Can you retype the rows below word for word, starting at the one containing "Task: tag every instance of the landscaping" and ending at the one containing "Target: landscaping rock", both included, and give only those?

>>>

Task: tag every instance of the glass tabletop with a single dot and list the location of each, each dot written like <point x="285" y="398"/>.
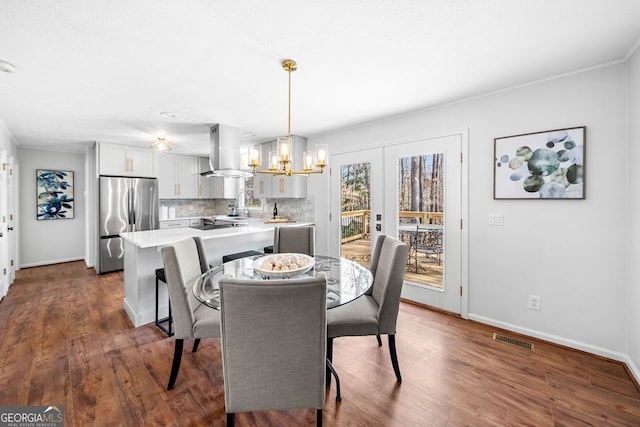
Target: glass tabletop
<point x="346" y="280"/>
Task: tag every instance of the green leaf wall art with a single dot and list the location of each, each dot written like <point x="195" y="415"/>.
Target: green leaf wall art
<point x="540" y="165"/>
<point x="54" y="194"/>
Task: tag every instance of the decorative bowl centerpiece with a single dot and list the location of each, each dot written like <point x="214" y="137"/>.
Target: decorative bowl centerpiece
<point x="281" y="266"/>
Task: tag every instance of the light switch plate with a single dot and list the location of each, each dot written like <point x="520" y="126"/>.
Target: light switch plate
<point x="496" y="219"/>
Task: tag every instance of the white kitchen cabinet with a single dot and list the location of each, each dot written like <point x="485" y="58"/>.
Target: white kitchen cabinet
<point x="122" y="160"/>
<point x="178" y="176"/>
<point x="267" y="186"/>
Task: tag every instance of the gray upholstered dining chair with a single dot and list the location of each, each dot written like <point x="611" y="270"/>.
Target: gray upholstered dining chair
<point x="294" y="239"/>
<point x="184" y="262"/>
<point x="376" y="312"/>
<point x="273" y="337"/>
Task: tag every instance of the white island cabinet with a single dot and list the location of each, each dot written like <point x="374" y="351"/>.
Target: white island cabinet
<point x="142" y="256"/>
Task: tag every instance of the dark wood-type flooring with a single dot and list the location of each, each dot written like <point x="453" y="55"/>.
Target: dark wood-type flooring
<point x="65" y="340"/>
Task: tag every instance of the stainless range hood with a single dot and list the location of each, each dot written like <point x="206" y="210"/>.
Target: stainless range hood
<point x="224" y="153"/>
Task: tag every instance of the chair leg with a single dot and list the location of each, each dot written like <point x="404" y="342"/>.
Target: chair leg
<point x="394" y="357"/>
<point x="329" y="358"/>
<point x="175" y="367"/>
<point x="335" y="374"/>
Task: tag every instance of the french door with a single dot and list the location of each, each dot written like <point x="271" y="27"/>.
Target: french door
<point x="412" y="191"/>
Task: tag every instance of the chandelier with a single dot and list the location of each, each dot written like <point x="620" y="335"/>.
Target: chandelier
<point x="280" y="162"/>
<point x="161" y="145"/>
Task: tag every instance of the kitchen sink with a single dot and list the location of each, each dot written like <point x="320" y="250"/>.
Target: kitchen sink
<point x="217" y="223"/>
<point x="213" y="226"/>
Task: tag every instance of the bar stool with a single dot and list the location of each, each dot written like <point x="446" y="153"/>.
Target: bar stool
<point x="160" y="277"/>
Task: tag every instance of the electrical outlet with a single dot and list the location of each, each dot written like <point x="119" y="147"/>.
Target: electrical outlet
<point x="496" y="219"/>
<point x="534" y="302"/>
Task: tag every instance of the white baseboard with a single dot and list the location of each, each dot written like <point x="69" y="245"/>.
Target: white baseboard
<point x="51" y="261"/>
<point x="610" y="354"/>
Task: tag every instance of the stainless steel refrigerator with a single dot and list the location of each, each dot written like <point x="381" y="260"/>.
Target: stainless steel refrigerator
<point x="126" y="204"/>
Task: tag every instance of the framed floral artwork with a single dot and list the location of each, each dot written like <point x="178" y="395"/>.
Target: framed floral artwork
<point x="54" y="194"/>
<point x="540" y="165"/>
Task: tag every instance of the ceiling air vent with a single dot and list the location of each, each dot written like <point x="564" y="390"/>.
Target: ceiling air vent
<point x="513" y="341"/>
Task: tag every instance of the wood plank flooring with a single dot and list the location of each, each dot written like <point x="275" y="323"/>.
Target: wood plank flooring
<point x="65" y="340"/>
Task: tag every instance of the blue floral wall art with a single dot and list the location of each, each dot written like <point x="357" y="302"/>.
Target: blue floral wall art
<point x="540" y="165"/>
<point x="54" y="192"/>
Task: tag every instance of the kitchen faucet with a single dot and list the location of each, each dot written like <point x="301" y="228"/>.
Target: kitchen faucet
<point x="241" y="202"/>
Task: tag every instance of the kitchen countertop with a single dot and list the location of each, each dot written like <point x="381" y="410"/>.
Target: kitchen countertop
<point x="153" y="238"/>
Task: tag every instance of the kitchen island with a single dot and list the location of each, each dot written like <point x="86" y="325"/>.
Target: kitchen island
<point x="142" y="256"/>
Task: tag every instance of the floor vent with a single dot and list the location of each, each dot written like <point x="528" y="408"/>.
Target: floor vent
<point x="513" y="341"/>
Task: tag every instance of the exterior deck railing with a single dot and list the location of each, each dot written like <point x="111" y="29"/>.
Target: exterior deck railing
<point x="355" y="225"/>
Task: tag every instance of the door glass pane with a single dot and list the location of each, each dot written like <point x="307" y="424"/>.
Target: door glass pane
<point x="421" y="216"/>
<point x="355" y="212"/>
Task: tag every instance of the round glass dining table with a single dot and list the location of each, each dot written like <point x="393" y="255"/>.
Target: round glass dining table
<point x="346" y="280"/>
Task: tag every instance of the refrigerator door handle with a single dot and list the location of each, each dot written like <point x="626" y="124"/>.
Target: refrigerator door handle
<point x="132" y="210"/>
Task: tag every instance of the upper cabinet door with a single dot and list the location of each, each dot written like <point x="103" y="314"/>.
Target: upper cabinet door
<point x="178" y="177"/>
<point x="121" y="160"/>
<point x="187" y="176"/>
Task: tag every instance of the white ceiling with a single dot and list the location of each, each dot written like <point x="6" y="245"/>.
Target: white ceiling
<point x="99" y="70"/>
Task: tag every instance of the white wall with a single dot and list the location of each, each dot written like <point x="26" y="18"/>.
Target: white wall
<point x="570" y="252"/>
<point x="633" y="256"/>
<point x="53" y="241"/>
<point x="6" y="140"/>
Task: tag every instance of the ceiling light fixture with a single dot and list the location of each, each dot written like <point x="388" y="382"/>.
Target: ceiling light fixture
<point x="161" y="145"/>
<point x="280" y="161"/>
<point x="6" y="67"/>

<<<
>>>

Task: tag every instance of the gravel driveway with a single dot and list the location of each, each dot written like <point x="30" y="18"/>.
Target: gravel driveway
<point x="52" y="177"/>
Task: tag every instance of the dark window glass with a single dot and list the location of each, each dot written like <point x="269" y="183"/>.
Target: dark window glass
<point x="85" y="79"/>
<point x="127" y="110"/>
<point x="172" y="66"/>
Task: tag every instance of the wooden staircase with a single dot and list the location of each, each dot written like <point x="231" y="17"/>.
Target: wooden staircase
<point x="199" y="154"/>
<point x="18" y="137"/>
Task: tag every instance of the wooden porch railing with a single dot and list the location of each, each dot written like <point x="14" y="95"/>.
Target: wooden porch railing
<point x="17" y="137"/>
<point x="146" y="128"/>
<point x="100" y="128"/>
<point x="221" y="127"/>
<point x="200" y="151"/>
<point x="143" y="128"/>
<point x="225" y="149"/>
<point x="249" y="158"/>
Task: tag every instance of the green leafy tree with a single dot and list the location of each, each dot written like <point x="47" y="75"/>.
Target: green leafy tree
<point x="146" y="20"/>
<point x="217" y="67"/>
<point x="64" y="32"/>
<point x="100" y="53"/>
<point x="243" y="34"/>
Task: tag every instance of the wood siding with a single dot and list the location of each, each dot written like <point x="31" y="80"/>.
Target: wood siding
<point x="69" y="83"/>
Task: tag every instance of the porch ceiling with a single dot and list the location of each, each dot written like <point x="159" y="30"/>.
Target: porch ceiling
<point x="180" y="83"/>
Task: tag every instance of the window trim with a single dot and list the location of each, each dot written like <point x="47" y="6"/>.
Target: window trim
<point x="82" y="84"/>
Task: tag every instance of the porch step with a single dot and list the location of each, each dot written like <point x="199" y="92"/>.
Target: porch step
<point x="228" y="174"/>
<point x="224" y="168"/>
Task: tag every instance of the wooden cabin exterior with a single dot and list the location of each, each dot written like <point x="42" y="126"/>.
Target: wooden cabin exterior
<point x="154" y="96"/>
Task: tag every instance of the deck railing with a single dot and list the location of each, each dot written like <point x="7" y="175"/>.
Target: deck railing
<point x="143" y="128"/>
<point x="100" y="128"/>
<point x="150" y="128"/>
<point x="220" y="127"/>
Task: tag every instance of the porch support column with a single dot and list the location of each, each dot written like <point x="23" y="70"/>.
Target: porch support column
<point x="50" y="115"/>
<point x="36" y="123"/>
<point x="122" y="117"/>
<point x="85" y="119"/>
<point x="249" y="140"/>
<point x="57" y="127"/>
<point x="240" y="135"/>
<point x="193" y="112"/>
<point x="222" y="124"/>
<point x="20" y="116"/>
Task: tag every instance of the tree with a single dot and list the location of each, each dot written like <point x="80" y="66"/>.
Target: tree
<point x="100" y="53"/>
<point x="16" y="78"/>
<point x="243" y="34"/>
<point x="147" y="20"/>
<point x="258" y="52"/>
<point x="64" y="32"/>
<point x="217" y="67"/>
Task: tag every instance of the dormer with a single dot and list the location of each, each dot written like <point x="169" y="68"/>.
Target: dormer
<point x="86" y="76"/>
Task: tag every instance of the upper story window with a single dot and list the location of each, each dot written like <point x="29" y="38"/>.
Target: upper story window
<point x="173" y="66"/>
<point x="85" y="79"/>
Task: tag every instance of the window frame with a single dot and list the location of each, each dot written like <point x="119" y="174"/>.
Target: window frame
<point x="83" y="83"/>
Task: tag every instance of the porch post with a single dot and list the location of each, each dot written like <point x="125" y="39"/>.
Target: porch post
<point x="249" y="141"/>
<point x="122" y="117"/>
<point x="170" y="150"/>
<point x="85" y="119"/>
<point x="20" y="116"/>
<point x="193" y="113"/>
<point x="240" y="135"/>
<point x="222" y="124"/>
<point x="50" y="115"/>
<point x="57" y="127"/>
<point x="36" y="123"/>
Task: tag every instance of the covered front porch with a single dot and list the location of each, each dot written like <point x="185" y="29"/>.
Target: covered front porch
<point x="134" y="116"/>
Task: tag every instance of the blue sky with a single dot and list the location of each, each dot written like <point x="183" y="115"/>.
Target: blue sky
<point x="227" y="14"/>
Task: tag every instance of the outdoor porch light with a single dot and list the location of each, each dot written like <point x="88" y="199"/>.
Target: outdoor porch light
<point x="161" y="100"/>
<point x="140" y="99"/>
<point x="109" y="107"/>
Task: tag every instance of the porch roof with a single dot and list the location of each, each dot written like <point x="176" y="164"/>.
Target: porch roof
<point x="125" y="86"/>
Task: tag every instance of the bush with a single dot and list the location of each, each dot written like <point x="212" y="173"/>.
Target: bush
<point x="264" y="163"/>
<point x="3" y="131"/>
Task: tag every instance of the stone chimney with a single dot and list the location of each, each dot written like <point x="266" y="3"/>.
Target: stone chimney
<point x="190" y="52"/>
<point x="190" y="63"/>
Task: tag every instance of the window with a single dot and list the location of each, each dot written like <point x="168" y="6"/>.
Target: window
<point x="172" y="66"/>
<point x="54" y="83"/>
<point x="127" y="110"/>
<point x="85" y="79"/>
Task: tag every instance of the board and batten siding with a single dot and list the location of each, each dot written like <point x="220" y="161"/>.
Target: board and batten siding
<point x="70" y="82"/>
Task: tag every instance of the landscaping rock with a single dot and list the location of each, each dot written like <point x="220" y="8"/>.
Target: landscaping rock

<<<
>>>

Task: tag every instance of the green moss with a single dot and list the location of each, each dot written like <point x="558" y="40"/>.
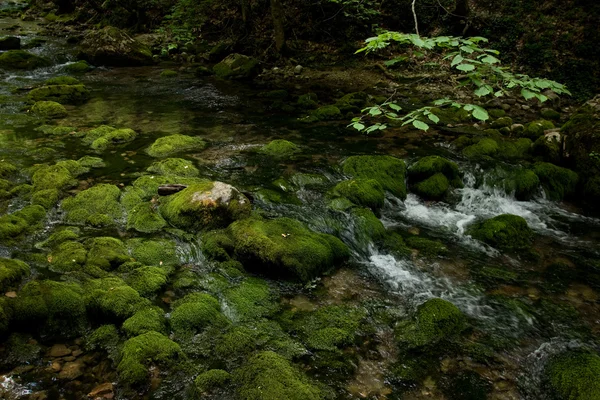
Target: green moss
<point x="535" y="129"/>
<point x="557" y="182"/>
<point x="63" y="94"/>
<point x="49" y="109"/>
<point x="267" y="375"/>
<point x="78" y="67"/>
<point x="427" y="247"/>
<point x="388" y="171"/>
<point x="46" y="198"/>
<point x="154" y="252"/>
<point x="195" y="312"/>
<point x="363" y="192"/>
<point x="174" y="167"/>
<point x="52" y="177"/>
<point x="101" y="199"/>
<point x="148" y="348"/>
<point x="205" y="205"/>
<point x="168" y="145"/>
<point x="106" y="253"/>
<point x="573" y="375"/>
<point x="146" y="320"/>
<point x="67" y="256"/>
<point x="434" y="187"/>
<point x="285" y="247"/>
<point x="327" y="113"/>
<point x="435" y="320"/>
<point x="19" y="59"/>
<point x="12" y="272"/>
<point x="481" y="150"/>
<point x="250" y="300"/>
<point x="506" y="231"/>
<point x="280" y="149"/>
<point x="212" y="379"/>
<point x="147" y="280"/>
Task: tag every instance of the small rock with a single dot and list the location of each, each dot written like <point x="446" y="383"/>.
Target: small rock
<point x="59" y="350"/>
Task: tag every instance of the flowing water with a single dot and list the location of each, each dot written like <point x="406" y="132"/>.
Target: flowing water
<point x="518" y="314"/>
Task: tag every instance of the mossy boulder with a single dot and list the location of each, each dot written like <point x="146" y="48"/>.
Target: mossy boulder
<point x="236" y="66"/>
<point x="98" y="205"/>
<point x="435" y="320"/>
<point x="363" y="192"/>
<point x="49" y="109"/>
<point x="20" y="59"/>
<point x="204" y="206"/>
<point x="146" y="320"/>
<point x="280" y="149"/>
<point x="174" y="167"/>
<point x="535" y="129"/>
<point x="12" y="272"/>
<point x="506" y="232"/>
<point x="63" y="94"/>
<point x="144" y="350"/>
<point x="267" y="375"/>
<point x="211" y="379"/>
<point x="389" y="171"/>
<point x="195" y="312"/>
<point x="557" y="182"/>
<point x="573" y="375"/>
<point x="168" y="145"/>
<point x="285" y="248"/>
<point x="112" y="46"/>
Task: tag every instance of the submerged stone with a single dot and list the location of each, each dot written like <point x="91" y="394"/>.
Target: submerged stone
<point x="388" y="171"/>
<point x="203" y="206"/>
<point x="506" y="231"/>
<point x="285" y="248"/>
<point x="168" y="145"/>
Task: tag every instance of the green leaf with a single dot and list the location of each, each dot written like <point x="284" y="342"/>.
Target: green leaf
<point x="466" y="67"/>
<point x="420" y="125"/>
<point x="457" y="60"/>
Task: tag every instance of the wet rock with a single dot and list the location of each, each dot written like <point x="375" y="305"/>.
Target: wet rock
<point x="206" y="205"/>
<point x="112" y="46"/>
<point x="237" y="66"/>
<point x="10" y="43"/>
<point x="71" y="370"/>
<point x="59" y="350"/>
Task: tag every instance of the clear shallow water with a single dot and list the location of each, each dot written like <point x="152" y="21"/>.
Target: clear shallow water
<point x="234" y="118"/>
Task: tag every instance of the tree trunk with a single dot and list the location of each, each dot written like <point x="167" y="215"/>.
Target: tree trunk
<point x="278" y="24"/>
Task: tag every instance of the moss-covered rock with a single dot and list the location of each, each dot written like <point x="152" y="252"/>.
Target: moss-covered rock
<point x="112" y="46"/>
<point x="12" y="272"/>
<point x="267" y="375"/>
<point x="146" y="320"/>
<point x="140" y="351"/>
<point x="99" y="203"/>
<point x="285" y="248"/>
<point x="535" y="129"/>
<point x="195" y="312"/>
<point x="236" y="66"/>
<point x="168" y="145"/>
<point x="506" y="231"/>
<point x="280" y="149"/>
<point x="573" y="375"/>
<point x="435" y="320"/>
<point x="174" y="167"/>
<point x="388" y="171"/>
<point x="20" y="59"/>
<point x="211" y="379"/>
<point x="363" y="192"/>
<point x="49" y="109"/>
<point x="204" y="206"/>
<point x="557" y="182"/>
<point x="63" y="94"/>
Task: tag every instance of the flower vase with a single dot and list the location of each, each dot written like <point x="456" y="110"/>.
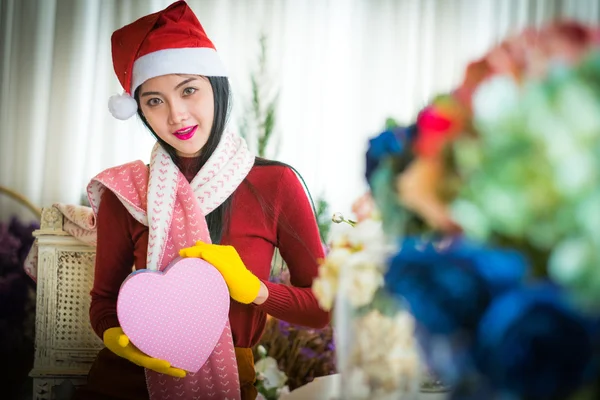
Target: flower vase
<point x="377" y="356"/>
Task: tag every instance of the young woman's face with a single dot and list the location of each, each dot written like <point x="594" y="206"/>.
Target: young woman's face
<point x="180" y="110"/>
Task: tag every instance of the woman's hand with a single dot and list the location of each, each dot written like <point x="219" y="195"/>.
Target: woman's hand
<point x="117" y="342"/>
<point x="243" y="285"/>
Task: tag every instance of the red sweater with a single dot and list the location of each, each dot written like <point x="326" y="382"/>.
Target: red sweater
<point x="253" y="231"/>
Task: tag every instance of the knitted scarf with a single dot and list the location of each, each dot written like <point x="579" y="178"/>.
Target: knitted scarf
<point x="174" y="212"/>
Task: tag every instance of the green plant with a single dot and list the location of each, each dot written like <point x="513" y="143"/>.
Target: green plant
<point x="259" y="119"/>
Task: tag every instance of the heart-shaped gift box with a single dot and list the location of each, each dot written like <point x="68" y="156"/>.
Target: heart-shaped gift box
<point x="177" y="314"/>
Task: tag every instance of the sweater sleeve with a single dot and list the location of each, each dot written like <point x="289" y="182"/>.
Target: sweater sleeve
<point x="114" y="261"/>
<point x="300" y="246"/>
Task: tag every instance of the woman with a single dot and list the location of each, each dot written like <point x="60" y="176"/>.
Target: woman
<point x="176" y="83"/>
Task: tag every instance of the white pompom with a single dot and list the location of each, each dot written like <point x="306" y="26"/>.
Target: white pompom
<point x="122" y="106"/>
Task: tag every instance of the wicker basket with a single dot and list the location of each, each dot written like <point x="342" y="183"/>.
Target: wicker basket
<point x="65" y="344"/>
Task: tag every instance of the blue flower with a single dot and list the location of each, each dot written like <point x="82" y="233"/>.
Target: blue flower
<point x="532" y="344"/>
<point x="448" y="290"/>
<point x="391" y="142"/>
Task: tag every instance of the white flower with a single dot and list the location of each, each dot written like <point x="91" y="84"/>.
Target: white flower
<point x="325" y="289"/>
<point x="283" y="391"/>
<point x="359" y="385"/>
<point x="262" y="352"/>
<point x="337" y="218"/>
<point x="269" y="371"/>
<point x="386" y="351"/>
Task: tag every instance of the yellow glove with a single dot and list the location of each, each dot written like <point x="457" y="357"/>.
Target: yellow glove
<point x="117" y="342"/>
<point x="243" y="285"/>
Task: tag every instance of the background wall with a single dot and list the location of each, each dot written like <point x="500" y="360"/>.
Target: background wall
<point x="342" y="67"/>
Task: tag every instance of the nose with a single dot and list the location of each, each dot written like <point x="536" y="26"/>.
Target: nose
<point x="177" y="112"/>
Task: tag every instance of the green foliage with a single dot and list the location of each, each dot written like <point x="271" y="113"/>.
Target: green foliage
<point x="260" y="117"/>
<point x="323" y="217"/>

<<<

* RESULT OF THIS TASK *
Task: tag every instance of the landscaping rock with a single dot and list the location of each, each dot written like <point x="220" y="8"/>.
Target: landscaping rock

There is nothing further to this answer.